Parts of the exercise:
[1] In the lighthouse problem, how high is the lighthouse above sea level?
[2] Repeat the lighthouse problem word for word, starting at "(ii) Angles of" and ending at "and $$60^\circ$$ respectively.".

Selected excerpt:
As observed from the top of a $$75\,\rm{m}$$ high lighthouse from the sea-level, the angles of depression of two ships are $$30^\circ$$ and $$45^\circ.$$ If one ship is exactly behind the other on the same side of the lighthouse, find the distance between the two ships.

Video Solution
Some Applications Of Trigonometry
Ex 9.1 | Question 13

## Text Solution

What is Known?

(i) Height of the lighthouse $$=75\,\rm{m}$$

(ii) Angles of depression of two ships from the top of the lighthouse are $$30^\circ$$ and $$45^\circ.$$

What is Unknown?

Distance between the two ships Reasoning:

Let the height of the lighthouse from the sea-level is $$AB$$ and the ships are $$C$$ and $$D$$. The angles of depression of the ships $$C$$ and $$D$$ from the top $$A$$ of the lighthouse, are $$45^\circ$$ and $$60^\circ$$ respectively.

Supplied information:
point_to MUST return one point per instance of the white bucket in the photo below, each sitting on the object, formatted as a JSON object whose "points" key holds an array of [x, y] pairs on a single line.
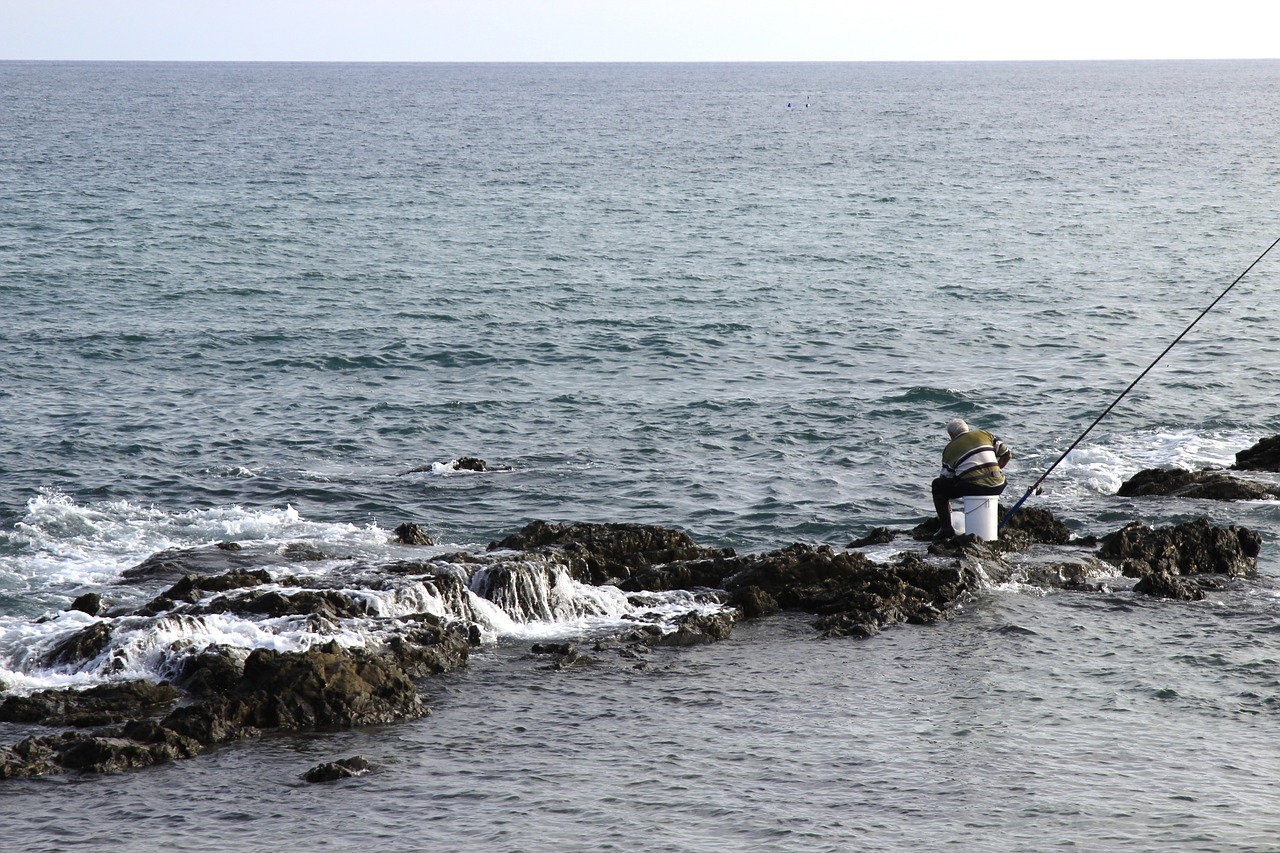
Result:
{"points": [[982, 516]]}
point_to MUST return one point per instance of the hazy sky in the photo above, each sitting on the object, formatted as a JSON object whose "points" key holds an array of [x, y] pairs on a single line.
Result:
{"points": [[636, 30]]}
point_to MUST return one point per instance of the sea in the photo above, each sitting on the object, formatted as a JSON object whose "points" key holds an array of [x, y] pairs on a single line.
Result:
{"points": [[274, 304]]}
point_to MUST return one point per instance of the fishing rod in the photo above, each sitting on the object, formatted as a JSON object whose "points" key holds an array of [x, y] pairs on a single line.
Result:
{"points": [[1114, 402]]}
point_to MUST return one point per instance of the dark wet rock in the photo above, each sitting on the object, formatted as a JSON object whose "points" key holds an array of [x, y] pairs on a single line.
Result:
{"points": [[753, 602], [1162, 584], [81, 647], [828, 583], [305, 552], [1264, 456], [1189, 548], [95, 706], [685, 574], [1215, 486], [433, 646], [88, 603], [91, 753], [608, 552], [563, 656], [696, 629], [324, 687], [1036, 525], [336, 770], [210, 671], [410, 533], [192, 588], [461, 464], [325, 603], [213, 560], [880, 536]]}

==

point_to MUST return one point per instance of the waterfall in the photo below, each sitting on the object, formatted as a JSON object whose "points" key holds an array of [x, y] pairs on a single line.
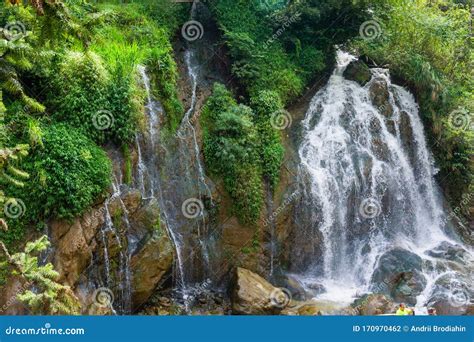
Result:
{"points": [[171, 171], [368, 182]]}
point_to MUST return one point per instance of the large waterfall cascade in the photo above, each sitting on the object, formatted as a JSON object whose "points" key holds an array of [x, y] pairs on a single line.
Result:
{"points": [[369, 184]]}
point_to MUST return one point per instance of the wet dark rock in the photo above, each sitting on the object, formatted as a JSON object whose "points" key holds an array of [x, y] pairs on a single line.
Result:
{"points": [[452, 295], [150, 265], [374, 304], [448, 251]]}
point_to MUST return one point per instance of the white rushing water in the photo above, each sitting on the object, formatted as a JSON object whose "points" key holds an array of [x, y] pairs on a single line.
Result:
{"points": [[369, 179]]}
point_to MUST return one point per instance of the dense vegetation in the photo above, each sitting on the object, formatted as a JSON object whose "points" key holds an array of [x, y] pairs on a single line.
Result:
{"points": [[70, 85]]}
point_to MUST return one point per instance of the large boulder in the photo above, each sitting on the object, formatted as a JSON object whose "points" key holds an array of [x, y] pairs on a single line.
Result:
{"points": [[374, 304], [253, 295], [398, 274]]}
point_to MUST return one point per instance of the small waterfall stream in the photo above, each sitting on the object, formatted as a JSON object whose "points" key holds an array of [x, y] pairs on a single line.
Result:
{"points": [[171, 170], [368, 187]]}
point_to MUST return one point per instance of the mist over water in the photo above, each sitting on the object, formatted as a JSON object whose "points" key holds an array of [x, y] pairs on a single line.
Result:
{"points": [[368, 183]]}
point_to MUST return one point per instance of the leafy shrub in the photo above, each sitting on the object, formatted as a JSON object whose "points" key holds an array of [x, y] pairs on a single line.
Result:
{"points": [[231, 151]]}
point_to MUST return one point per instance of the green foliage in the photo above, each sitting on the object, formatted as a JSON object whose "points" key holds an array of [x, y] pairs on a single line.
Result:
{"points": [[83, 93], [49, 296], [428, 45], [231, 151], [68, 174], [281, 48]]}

==

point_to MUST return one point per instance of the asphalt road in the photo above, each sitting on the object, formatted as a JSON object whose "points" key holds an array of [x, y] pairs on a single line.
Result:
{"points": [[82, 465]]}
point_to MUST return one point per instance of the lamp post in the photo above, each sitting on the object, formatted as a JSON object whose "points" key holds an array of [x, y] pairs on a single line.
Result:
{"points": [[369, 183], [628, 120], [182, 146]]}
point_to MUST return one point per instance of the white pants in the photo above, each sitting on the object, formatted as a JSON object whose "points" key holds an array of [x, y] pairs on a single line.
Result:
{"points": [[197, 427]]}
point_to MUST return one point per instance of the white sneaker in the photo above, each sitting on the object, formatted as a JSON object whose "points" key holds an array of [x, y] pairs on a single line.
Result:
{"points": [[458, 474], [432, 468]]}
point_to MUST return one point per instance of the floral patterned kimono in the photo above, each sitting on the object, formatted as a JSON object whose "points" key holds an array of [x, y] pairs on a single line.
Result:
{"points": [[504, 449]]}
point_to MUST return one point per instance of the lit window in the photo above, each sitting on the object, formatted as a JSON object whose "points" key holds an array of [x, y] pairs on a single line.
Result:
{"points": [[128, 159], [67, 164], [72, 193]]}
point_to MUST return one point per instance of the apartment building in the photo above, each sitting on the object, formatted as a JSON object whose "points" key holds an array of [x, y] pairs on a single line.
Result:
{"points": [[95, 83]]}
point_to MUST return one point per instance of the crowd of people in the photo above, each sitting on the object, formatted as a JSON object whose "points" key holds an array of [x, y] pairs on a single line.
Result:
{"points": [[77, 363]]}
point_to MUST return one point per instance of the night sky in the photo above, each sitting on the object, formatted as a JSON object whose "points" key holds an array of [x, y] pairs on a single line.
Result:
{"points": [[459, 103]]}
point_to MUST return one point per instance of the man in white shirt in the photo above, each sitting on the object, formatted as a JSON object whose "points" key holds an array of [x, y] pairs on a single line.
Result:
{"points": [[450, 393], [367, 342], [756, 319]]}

Answers in order:
[1] 75 m

[2]
(ii) Angles of depression of two ships from the top of the lighthouse are $$30^\circ$$ and $$45^\circ.$$

What is Unknown?

Distance between the two ships Reasoning:

Let the height of the lighthouse from the sea-level is $$AB$$ and the ships are $$C$$ and $$D$$. The angles of depression of the ships $$C$$ and $$D$$ from the top $$A$$ of the lighthouse, are $$45^\circ$$ and $$60^\circ$$ respectively.